▶ **TASK GOAL**
Update the data starting at its beginning and ending at the line that contains "column 211, row 209", replacing each "pin" with "marker" and changing nothing else. Return only those lines.
═════ DATASET RECORDS
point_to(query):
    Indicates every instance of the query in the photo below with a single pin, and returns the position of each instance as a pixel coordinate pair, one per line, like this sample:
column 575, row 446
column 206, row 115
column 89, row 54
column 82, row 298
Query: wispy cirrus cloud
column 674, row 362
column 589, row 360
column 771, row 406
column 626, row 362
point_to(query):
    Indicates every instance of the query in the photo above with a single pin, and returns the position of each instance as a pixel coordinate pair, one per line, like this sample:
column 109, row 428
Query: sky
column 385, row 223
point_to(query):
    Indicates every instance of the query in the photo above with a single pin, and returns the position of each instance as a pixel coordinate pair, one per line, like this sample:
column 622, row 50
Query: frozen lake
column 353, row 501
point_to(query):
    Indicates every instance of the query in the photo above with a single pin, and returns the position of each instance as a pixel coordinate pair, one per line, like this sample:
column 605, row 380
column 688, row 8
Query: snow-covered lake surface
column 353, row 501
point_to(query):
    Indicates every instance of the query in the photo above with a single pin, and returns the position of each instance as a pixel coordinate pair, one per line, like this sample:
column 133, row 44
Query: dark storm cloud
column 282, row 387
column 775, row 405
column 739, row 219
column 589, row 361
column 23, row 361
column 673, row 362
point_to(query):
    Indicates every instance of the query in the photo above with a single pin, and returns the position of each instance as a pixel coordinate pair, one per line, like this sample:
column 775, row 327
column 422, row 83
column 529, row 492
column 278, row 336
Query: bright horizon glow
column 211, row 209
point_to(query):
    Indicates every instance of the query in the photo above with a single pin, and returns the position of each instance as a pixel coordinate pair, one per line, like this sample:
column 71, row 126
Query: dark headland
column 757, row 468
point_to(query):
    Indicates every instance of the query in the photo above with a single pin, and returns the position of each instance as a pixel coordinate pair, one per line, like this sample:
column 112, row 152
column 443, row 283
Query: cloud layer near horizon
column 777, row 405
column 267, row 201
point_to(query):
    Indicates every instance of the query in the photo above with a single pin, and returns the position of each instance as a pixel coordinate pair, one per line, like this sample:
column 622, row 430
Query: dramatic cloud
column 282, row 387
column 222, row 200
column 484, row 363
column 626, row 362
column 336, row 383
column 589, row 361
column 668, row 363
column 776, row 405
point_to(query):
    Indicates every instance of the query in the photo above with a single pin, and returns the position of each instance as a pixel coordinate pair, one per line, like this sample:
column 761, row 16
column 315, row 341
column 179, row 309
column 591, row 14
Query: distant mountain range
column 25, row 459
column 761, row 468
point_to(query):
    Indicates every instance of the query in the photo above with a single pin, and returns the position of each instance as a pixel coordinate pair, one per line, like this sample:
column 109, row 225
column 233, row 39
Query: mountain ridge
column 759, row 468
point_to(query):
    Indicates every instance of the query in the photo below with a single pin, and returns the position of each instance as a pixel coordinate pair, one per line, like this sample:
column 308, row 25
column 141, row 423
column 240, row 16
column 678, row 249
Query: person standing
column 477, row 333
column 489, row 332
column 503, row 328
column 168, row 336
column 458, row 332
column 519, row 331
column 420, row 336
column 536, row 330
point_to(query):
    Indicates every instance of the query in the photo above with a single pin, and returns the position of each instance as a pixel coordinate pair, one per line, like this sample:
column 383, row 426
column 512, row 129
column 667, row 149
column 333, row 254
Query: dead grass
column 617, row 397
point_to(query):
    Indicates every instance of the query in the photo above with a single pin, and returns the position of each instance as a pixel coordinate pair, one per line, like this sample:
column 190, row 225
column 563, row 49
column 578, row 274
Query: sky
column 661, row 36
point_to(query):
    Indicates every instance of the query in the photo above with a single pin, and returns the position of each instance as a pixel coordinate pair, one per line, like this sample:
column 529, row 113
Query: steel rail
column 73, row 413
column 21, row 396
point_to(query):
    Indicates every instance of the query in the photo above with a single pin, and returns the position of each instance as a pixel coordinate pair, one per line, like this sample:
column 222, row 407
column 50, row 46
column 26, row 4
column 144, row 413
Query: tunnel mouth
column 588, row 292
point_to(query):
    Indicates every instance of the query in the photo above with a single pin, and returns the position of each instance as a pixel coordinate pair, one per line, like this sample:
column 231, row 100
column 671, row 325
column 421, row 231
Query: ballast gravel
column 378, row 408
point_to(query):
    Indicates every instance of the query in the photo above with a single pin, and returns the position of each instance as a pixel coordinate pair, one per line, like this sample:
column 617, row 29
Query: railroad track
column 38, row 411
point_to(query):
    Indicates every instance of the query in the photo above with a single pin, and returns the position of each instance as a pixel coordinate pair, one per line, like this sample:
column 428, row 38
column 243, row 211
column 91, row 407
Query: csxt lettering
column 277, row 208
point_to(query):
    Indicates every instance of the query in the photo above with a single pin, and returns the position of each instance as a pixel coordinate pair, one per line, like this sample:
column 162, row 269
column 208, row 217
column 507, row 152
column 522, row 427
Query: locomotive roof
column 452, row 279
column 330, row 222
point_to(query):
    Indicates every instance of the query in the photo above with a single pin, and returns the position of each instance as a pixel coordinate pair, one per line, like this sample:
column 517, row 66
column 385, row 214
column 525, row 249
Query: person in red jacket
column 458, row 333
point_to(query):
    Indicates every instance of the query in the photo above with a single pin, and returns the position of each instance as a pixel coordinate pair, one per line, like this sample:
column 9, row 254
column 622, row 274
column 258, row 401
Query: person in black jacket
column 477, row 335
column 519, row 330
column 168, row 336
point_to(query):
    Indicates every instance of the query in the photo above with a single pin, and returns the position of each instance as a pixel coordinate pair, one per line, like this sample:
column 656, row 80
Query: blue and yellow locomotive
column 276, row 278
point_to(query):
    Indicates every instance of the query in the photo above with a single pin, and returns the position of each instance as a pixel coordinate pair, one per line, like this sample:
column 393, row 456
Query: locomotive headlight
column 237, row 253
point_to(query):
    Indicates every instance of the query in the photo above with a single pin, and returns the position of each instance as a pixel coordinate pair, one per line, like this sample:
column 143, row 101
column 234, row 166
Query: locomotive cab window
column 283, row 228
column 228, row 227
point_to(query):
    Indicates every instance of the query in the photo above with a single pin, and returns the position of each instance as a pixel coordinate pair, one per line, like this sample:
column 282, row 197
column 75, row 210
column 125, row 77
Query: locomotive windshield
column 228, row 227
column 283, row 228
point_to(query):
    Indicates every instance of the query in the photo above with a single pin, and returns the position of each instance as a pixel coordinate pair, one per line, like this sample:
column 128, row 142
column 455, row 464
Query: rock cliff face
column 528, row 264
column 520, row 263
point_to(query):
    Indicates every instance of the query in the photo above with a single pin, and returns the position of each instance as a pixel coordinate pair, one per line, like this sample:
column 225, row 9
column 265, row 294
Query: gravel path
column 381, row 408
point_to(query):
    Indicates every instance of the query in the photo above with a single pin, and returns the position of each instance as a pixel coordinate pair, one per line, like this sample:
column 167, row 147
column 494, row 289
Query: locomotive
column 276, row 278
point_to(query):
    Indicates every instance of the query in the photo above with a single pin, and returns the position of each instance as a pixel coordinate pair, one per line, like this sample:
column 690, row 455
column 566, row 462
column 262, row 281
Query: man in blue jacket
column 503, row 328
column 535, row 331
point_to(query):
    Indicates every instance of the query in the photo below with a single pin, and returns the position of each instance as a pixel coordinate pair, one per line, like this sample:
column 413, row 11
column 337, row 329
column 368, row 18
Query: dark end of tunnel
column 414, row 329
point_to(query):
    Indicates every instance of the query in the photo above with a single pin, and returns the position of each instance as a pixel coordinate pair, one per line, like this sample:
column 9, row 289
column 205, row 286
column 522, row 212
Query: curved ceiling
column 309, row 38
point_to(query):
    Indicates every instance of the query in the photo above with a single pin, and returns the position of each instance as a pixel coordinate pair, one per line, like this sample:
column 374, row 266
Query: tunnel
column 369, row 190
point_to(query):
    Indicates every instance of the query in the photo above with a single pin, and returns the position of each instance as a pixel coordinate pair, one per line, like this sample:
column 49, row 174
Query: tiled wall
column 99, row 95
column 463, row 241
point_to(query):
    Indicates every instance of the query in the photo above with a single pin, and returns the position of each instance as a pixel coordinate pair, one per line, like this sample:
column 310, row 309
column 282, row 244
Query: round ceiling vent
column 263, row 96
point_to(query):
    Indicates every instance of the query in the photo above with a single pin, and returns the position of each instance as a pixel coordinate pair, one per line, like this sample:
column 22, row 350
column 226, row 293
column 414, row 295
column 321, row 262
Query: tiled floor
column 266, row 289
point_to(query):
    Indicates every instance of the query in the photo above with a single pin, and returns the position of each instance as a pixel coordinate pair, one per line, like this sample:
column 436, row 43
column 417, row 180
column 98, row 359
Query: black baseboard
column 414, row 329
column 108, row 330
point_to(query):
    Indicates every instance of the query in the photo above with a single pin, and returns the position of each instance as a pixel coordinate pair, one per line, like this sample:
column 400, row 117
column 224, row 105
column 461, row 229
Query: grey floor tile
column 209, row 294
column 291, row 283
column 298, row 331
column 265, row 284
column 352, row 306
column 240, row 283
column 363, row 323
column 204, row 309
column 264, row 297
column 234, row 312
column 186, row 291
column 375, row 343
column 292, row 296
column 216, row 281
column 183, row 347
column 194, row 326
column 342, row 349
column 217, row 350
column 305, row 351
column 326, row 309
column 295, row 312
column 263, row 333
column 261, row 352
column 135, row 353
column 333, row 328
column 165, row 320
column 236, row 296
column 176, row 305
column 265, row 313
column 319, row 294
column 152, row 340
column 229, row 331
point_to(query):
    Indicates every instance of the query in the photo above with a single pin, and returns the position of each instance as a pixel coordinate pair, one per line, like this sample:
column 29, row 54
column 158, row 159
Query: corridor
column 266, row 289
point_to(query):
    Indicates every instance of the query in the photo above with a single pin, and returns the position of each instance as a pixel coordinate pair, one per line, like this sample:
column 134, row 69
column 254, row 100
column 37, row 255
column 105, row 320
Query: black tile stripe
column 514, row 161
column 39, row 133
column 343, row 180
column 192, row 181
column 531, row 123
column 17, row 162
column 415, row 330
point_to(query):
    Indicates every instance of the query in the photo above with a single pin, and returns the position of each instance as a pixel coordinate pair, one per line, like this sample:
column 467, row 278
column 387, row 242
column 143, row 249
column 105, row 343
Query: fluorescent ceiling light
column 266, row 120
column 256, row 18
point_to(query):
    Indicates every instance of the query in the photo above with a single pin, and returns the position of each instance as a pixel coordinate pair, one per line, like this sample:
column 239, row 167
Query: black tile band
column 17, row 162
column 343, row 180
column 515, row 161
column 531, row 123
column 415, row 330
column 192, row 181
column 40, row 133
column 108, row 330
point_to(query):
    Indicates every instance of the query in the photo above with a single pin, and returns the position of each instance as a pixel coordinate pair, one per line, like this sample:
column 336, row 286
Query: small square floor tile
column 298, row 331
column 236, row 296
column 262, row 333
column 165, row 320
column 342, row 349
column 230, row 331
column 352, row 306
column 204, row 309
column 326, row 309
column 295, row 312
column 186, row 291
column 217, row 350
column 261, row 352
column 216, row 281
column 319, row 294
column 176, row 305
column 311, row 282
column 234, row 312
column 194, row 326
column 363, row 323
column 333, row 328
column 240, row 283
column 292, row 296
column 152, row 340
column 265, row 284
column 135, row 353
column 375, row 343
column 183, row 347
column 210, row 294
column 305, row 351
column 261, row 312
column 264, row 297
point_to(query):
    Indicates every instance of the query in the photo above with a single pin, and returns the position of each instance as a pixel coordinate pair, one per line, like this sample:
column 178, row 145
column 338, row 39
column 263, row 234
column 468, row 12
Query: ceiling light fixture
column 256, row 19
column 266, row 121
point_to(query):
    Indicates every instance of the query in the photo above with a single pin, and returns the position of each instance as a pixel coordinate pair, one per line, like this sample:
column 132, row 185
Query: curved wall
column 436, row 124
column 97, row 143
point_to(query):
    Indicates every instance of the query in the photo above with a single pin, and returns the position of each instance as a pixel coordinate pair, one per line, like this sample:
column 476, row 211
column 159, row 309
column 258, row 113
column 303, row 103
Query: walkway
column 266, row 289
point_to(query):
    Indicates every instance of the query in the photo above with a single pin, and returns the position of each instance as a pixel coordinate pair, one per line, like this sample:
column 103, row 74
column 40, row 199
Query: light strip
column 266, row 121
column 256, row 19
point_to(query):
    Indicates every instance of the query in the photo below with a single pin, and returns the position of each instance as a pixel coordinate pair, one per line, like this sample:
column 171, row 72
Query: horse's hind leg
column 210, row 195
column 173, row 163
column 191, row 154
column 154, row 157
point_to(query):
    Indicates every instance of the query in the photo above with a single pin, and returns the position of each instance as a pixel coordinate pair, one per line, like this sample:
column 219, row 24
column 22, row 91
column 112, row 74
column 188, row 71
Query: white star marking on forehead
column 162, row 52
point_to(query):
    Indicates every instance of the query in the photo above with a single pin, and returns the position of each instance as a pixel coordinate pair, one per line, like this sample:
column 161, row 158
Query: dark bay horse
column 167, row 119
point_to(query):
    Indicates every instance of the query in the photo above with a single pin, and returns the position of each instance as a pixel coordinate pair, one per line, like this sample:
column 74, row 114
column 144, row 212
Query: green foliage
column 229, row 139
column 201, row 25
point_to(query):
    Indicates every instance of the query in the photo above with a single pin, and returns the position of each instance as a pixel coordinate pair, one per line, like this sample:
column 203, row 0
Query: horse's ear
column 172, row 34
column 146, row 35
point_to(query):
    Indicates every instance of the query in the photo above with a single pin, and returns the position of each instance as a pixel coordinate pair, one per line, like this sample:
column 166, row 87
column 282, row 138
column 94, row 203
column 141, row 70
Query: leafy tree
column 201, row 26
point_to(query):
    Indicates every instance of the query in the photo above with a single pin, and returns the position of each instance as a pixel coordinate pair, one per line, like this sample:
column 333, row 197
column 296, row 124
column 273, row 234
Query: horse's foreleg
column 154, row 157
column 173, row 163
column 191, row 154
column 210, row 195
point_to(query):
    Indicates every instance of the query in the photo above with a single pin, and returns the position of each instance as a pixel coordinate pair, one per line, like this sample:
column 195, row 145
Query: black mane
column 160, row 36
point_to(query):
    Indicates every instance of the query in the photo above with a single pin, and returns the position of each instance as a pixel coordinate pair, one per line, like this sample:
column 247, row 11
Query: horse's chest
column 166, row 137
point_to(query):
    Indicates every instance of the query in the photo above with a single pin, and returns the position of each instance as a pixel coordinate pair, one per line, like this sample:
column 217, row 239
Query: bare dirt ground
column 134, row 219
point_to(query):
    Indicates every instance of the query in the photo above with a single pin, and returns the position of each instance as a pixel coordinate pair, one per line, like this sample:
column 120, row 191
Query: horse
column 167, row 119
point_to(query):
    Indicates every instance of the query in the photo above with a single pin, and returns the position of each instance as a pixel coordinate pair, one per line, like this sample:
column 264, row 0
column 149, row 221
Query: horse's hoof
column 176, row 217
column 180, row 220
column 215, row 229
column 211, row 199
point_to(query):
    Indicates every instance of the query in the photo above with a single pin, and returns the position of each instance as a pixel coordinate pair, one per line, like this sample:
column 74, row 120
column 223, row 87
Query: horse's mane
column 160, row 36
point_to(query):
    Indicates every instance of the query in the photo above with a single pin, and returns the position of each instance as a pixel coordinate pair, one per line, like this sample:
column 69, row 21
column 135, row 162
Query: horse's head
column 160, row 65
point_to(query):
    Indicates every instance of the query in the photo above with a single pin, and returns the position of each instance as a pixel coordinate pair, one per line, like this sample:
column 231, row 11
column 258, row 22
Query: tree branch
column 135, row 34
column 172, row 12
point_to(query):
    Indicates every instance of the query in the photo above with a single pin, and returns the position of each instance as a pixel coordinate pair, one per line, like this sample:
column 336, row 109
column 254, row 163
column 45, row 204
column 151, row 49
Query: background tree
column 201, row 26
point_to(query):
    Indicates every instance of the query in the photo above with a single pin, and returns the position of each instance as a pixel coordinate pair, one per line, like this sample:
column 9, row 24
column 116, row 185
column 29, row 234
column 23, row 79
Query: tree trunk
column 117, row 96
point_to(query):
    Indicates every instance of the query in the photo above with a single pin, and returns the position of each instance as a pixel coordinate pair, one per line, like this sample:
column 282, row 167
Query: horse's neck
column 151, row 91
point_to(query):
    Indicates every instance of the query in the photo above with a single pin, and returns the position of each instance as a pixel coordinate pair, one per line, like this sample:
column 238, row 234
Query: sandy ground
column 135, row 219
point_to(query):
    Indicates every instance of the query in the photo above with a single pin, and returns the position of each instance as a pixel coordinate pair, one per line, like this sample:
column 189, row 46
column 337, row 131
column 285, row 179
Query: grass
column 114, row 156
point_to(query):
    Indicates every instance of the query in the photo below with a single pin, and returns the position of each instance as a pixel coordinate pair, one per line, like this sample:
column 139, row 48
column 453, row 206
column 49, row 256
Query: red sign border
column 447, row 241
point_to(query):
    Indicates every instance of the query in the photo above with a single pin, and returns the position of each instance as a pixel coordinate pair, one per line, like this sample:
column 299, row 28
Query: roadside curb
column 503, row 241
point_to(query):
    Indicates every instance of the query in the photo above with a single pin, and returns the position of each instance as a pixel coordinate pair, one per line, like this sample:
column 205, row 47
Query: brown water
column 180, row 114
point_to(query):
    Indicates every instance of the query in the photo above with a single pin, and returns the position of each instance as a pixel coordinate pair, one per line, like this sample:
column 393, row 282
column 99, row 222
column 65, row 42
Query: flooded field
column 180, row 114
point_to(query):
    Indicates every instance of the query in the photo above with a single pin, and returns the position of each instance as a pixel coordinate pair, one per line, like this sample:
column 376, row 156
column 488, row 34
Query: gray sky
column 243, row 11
══════════
▶ **EXERCISE SOLUTION**
point_to(query):
    Indicates every instance of the query in the photo below with a single marker, and returns the position of each instance as a pixel coordinate pair, one per line, like this sample:
column 575, row 446
column 206, row 115
column 89, row 54
column 82, row 298
Query: wispy cirrus cloud
column 674, row 362
column 589, row 360
column 771, row 406
column 626, row 362
point_to(query):
    Indicates every instance of the query in the photo above with a single marker, and returns the position of each instance as a pixel coordinate pair, one per line, like this sample:
column 109, row 428
Query: sky
column 385, row 223
point_to(query):
    Indicates every instance of the query in the photo above with a single marker, and returns the position of each instance as a pixel coordinate pair, one per line, like this sample:
column 622, row 50
Query: frozen lake
column 353, row 501
point_to(query):
    Indicates every instance of the query in the photo above with a single marker, and returns the position of each instance as a pixel coordinate pair, one per line, like this sample:
column 605, row 380
column 688, row 8
Query: snow-covered lake surface
column 353, row 501
point_to(query):
    Indicates every instance of the query in the photo above with a single marker, and returns the position of each instance as a pixel coordinate pair, one per line, like this sample:
column 133, row 44
Query: dark storm cloud
column 282, row 387
column 775, row 405
column 739, row 219
column 589, row 361
column 23, row 361
column 673, row 362
point_to(query):
    Indicates every instance of the query in the photo above with a single marker, and returns the position of each instance as a pixel coordinate pair, one per line, like this sample:
column 775, row 327
column 422, row 83
column 529, row 492
column 278, row 336
Query: bright horizon glow
column 211, row 209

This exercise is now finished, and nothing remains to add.